Wakil Gubernur Sultra, Lukman Abunawas, menyatakan bahwa kerusakan lingkungan hidup dan aktivitas pertambangan merupakan penyebab utama dari terjadinya banjir bandang di Konawe Utara. Pemberian izin pertambangan di Konawe Utara, seperti di berbagai wilayah lainnya, sarat dengan korupsi dan ijon politik. KPK telah menangkap mantan Bupati Konawe Utara, Aswad Sulaiman, pada 2017 lalu.
Aswad Sulaiman ditangkap karena diduga menerima suap sebesar 13 miliar rupiah dari beberapa perusahaan pertambangan agar izinnya diterbitkan. Peranan kepala daerah seperti yang dilakukan oleh Aswad ini mendorong percepatan kebencanaan di wilayah mereka.
Situasi pengabaian keselamatan rakyat dari ancaman bencana industri semacam ini telah terus-menerus berulang. Meluasnya industri ekstraktif terus memicu laju krisis sosial-ekologis meningkat tajam dalam bentuk yang semakin kompleks dan rumit. Hal ini salah satunya dipicu oleh terus lahirnya regulasi yang mempromosikan dan melindungi industri ekstraktif, yang tidak berpihak terhadap keselamatan ruang hidup rakyat.
Upaya paksa pembahasan Omnibus Law Cipta Kerja dan Pengesahaan Revisi UU Minerba yang dilakukan ditengah pandemi COVID-19 jelas menunjukkan bagaimana pengurus Negara lebih mementingkan perlindungan bisnis ekstraktif ketimbang memastikan keselamatan rakyat. Revisi UU Minerba yang lebih berisi lebih berisi tentang kepentingan perluasan investasi dan pengusahaan pertambangan.
Hal itu terlihat sejak aspek perencanaan yang tidak mempertimbangkan aspek kawasan rentan bencana sesuai dengan UU Kebencanaan. Aspek perencanaan ini bahkan tidak memiliki spirit membatasi perluasan atau laju ekspansi pertambangan; juga bagi wilayah produksi rakyat, sebagai contoh ekspansi tambang pada kawasan produksi pangan maupun dengan infrastruktur ekologi penting seperti pulau-pulau kecil dan pesisir.
Parahnya Revisi UU Minerba juga masih menjadikan batubara sebagai komoditas dan sumber utama penerimaan nasional melalui tidak adanya relasi dengan RUEN dan skenario meninggalkan energi batubara lainnya, meskipun ukuran RUEN sendiri masih problematis.
Dalam Aspek perizinan dan pengusahaan, RUU Minerba malah mempermudah perizinan, salah satunya memperbolehkan pemegang IUP di satu provinsi boleh memiliki IUP dengan komoditas sama, juga membuka keran bagi penambangan ‘Logam Tanah Jarang dan Radioaktif.’ Tidak ada aspek dalam RUU Minerba ini yang melindungi keselamatan rakyat, pembatasan ekspansi dan hak veto rakyat, sebaliknya RUU Minerba akan makin menguatkan ‘Oligarki Tambang,’ melindungi korupsi dan memberangus dengan cara mengkriminalkan rakyat.

_ _ _ _ _

> [Aktivitas A]:
Jawablah pertanyaan berikut berdasarkan bacaan tentang pertambangan di Konawe Utara.
(i) Menurut Wakil Gubernur Sultra, apa penyebab utama banjir bandang di Konawe Utara?
(ii) Berapa besar suap yang diduga diterima Aswad Sulaiman?
(iii) RUU Minerba membuka keran bagi penambangan apa?
> [Aktivitas B]: Ambil dari bacaan tentang pertambangan di Konawe Utara bagian antara "Upaya paksa pembahasan" dan "dan pengusahaan pertambangan.", termasuk keduanya, lalu salin tanpa perubahan.
> [Aktivitas C]: Tuliskan lanjutan bacaan tentang pertambangan di Konawe Utara, dimulai setelah kalimat terakhirnya.

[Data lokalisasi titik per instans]
_ _ _ _ _

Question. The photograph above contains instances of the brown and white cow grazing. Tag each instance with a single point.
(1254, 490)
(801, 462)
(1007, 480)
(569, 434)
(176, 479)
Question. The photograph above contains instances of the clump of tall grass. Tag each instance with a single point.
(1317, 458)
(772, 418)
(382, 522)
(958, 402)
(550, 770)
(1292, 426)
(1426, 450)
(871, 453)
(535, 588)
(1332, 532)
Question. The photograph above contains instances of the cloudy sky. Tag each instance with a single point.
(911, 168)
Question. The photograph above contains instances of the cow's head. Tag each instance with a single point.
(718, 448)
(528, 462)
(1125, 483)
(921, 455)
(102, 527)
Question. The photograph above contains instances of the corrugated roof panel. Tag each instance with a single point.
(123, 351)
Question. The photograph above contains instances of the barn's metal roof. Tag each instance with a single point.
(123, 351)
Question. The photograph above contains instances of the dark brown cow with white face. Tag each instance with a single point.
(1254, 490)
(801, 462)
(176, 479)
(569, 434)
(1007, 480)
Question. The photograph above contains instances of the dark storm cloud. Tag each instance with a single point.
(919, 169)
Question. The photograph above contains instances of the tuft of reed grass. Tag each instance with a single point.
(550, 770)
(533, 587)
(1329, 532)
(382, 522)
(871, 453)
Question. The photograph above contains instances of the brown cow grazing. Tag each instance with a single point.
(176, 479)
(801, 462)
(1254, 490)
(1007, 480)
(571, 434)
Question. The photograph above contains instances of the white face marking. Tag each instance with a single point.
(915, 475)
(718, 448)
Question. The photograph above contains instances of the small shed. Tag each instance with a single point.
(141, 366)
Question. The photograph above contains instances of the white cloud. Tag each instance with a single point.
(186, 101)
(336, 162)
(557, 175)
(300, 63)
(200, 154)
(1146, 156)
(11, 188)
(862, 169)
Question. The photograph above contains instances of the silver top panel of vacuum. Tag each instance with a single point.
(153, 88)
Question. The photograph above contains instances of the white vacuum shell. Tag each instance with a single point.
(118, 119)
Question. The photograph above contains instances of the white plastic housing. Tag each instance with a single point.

_ _ _ _ _

> [Jawaban A]:
(i) Kerusakan lingkungan hidup dan aktivitas pertambangan.
(ii) Sebesar 13 miliar rupiah.
(iii) Penambangan ‘Logam Tanah Jarang dan Radioaktif.’

> [Jawaban B]:
Upaya paksa pembahasan Omnibus Law Cipta Kerja dan Pengesahaan Revisi UU Minerba yang dilakukan ditengah pandemi COVID-19 jelas menunjukkan bagaimana pengurus Negara lebih mementingkan perlindungan bisnis ekstraktif ketimbang memastikan keselamatan rakyat. Revisi UU Minerba yang lebih berisi lebih berisi tentang kepentingan perluasan investasi dan pengusahaan pertambangan.

> [Jawaban C]:
Mengenang 14 tahun bencana-bukan-alami semburan Lumpur Lapindo, merayakan Hari Anti Tambang, bukanlah peringatan hari-hari besar yang hampir tanpa pikir kita rayakan setiap tahun berganti. Hari ini kita dipaksa berpikir keras, mengapa akumulasi industri ekstraktif masih terus berjalan, padahal di saat yang sama, bencana industri selalu membayangi di setiap prosesnya.
Warga di lokasi wilayah operasi pertambangan yang menanggung kerusakan bentang hutan, pemusnahan bentang air, bentang perladangan pangan, ketahanan dan solidaritas kampung, dan pengusiran besar-besaran dari ruang-ruang hidup menyejarah, rumah bersama yang menyediakan kehidupan.
Beban dan penderitaan warga wilayah tambang ini disembunyikan di balik cerita sukses industri tambang dan energi Indonesia menjamin pasokan konsumsi mineral dan sumber-energi khususnya untuk Jepang, China dan India, disembunyikan dibalik ilusi target pertumbuhan ekonomi Negara yang nyatanya hanyalah pemusatan kekayaan di tangan konglomerasi oligarki.
Dalam situasi genting seperti saat ini, sudah saatnya menghentikan pertumbuhan dan penyebaran sektor pertambangan di seluruh kepulauan Indonesia demi menjamin keselamatan segala kehidupan termasuk manusianya. Maka dari itu, pada HARI ANTI TAMBANG 29 Mei 2020 ini, kami menghimpun diri menegaskan kembali “Hentikan Proteksi dan Promosi Industri Pertambangan di Seluruh Kepulauan Indonesia.”